* _Requirements_:
Every line in the listing is to be echoed verbatim.

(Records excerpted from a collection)
>> START
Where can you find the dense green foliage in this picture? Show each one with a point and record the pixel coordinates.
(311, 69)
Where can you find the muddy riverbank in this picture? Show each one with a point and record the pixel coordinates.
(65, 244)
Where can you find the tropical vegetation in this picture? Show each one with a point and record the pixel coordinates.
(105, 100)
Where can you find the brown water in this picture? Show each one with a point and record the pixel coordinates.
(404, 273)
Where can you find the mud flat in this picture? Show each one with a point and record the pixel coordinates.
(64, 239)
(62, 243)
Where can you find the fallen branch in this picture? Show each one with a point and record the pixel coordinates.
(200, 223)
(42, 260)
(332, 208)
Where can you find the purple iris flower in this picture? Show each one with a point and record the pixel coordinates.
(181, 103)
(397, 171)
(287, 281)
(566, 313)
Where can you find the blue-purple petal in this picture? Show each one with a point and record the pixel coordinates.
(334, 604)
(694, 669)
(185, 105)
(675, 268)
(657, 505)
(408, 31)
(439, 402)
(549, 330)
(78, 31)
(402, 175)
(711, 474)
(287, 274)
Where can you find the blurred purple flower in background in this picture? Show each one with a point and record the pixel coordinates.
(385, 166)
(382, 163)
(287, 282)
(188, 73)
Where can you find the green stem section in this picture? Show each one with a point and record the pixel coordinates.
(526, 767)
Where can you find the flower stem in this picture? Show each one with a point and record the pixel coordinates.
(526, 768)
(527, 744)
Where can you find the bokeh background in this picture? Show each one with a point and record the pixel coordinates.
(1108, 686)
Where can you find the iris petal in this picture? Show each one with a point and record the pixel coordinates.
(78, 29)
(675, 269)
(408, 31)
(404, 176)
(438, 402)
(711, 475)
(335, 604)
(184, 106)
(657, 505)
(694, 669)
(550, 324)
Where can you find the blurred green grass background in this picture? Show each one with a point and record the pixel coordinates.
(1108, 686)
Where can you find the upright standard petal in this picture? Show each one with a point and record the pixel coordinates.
>> END
* _Task solution_:
Where can you find the dense green foliage in this picture? Show each one with a point and record the pixel coordinates.
(311, 69)
Where can you find the muddy riverbank in this picture? Show each one with a point and record the pixel coordinates.
(65, 244)
Where can you find the tropical vegetation in this picture? Show each one with a point and record the pixel coordinates.
(105, 100)
Where can you find the brown water in this picture? Show each one with a point and record the pixel coordinates.
(404, 273)
Where can you find the mud flat in this picture? Show each one with a point and record the pixel coordinates.
(64, 239)
(62, 243)
Where can you find the fallen branch in this picture? Show each one with a point and record the pixel coordinates.
(200, 223)
(42, 260)
(332, 208)
Where can you find the purple iris flower in this picture? Show each one with a point and record the pixel coordinates.
(181, 103)
(397, 171)
(287, 281)
(566, 313)
Where can you find the blue-purple petal in this picture? Show each one with a point and record the pixel coordinates.
(334, 604)
(694, 669)
(185, 105)
(675, 268)
(657, 505)
(408, 31)
(439, 402)
(549, 330)
(78, 31)
(402, 175)
(711, 474)
(287, 274)
Where can you find the blurred purple flower in background in this picture? Show each one with a point and record the pixel coordinates.
(385, 166)
(382, 163)
(287, 282)
(188, 73)
Where can you find the green stem section in this picture? Show each one with a point and record the pixel coordinates.
(526, 767)
Where can you find the flower stem in this picture? Show each one with a point and record the pixel coordinates.
(526, 768)
(527, 744)
Where can you find the bokeh background in this picture? Show each one with a point and record the pixel coordinates.
(1108, 686)
Where can you find the iris petal in this picture? Show each one with a point and record the pixel coordinates.
(78, 29)
(675, 269)
(408, 31)
(404, 176)
(438, 402)
(711, 475)
(335, 604)
(184, 106)
(657, 505)
(694, 669)
(550, 324)
Where can you find the blurred green grass background in this picture? Show each one with a point and record the pixel coordinates.
(1108, 686)
Where can you find the upright standard petal in this picture? Show each one with a point and record the pixel coordinates.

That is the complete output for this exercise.